→ **SUPPLIED MATERIAL**:

_ _ _ _

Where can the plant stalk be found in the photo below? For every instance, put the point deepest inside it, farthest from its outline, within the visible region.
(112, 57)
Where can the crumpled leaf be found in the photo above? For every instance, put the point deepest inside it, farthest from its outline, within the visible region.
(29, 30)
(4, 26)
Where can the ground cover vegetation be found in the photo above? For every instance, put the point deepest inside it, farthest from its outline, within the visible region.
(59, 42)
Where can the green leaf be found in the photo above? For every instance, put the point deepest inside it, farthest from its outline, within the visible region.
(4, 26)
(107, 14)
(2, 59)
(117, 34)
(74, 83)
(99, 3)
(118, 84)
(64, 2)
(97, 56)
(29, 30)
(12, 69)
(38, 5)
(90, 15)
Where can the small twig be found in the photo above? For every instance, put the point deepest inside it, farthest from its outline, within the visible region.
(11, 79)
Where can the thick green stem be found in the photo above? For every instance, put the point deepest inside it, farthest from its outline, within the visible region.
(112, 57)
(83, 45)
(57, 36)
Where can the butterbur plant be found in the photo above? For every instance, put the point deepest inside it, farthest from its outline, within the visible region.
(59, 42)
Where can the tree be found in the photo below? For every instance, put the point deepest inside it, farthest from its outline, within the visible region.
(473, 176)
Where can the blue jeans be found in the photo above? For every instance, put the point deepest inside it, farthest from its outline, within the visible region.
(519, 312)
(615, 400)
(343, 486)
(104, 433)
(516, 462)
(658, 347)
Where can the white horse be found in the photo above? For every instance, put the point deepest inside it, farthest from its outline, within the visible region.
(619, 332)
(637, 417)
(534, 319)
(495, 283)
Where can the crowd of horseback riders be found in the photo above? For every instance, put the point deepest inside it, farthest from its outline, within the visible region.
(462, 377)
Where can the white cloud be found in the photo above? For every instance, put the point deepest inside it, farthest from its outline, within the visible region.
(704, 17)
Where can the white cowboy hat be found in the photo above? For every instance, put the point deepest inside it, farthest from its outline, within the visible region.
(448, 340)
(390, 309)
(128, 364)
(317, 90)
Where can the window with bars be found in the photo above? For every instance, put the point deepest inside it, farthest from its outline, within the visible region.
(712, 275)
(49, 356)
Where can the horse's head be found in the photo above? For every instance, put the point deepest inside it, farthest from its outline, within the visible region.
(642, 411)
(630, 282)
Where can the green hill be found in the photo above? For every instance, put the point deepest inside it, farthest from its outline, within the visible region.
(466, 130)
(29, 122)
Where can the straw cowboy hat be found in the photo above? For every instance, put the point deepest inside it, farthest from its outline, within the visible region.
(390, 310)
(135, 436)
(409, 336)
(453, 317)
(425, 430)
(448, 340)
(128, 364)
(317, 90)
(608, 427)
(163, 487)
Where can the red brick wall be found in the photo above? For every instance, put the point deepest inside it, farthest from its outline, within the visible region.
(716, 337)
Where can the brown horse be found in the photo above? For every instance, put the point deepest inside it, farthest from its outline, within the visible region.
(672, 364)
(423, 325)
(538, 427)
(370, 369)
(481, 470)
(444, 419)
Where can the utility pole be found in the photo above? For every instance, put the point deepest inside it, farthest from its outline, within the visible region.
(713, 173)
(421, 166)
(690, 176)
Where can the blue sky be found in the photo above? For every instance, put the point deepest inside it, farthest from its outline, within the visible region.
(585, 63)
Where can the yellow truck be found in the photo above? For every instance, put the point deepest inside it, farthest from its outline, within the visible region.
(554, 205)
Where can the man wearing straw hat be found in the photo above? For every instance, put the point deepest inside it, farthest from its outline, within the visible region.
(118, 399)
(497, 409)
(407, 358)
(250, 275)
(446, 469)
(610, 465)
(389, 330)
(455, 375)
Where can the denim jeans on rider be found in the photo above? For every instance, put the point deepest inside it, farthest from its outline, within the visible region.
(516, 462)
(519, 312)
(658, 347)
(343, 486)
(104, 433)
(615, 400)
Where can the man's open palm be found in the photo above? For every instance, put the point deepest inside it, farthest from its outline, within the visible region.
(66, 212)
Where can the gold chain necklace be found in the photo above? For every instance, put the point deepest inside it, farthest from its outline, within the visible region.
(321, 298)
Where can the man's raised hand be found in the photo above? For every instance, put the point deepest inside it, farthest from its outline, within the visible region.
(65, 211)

_ _ _ _

Take the records above and return them exactly as written.

Where can the plant stalk be found in the photo below? For every instance, put the point deepest inside it, farthest from its outline, within the visible region.
(112, 57)
Where can the crumpled leaf be found in the photo above? For every instance, put the point deepest inside it, farthest from its outline, within the visible region.
(29, 30)
(4, 26)
Where can the ground cover vegetation be found in the photo above? For every instance, put the point deepest inside it, farthest from its outline, within the visible region.
(59, 42)
Where can the green leaf be found in the photo above? For every instance, put the point deepest inside it, farthest from its outline, within the visible region.
(4, 26)
(107, 14)
(2, 59)
(117, 34)
(74, 83)
(99, 3)
(118, 84)
(64, 2)
(97, 56)
(29, 30)
(12, 69)
(38, 5)
(90, 15)
Where can the small twig be found in the photo above? For every instance, put the point deepest inside it, farthest from its outline, within the visible region.
(11, 79)
Where can the thick green stem be found in the photo above? For every instance, put the point deepest inside it, farthest from its outline, within the visible region.
(112, 57)
(83, 45)
(57, 36)
Where can the butterbur plant be found in the photo above? For every instance, put the point deepest inside it, farthest from its outline, within the visible region.
(59, 42)
Where can the tree be found in the photo below? For every instance, put the point deepest inside it, farthest from its outline, within the visible region.
(473, 176)
Where can the blue jeans be found in the photo above? For every instance, put the point deepest inside it, farthest from its outline, within the visible region.
(519, 312)
(615, 400)
(343, 486)
(104, 433)
(516, 462)
(658, 347)
Where can the white horse be found in the photo above? For every instance, put the point deepest inside it, farthest from its outline, within the visible region.
(619, 332)
(637, 417)
(534, 319)
(495, 283)
Where can the crowd of horseback riders be found in the photo above? For every instance, put the point deepest inside it, farthest from its outline, within the visible region.
(462, 377)
Where can the white cloud be found in the photo above? For every instance, put the point deepest inside it, farthest from its outline, within the visible region.
(704, 17)
Where can the white cowboy hat be found in the photo above? For every instance, put the point deepest inside it, farthest from its outline, within the visible region.
(448, 340)
(390, 309)
(128, 364)
(317, 90)
Where can the window with bars be found in the photo above? For every instance, put the point deepest inside it, farthest from its outline, within the visible region.
(712, 275)
(49, 356)
Where can the horse's head be found in the photo above? For every instance, put the point deepest inside it, farthest from its outline, within the visible region.
(642, 411)
(630, 282)
Where can the green hill be found in the photo above? For every instance, put the point deepest inside it, farthest from its outline, within the visible region.
(466, 130)
(29, 122)
Where can the straw cowboy hat be found in the photo above? For every instance, put the point deepest inside it, farthest from its outline, within the visible region.
(390, 310)
(135, 436)
(409, 336)
(453, 317)
(425, 430)
(448, 340)
(128, 364)
(317, 90)
(608, 427)
(163, 487)
Where can the red brick wall be found in the photo above? For every instance, put the point deepest inside it, farthest from its outline, within the visible region.
(716, 337)
Where can the brown horse be found in the photo above? For every instance, put the point deepest inside it, farthest from its outline, within the visible region.
(672, 364)
(423, 325)
(538, 427)
(370, 369)
(481, 470)
(444, 419)
Where can the utility pole be found in the photo above? For every instance, put the point deepest inside it, farthest from its outline, within the visible region.
(713, 173)
(421, 166)
(690, 176)
Where can the blue sky be found in the photo above? For every instance, put the point deepest inside it, farthest from its outline, within the visible region.
(585, 63)
Where can the yellow truck be found in the photo above? For every instance, put the point deepest inside it, farthest from its outline, within the visible region.
(554, 205)
Where can the man wearing straw hat be found in the photo above? For every instance, put the point deepest inside it, farthest from its outline, within the visible region.
(118, 399)
(497, 409)
(407, 358)
(250, 275)
(446, 469)
(610, 465)
(389, 330)
(455, 375)
Where can the denim jeans on rider be found in the photo above? For every instance, put the point deepest inside it, farthest from its outline, within the visible region.
(516, 462)
(519, 312)
(658, 347)
(343, 486)
(104, 433)
(615, 400)
Where can the man's open palm be found in the photo above? For every instance, put the point deepest inside it, farthest from its outline, within the visible region.
(66, 212)
Where can the gold chain necklace be found in the photo above? For every instance, put the point deepest inside it, farthest from its outline, within the visible region.
(321, 298)
Where can the man's raised hand be found in the photo above? For every instance, put the point deepest inside it, farthest from its outline, within the visible region.
(65, 211)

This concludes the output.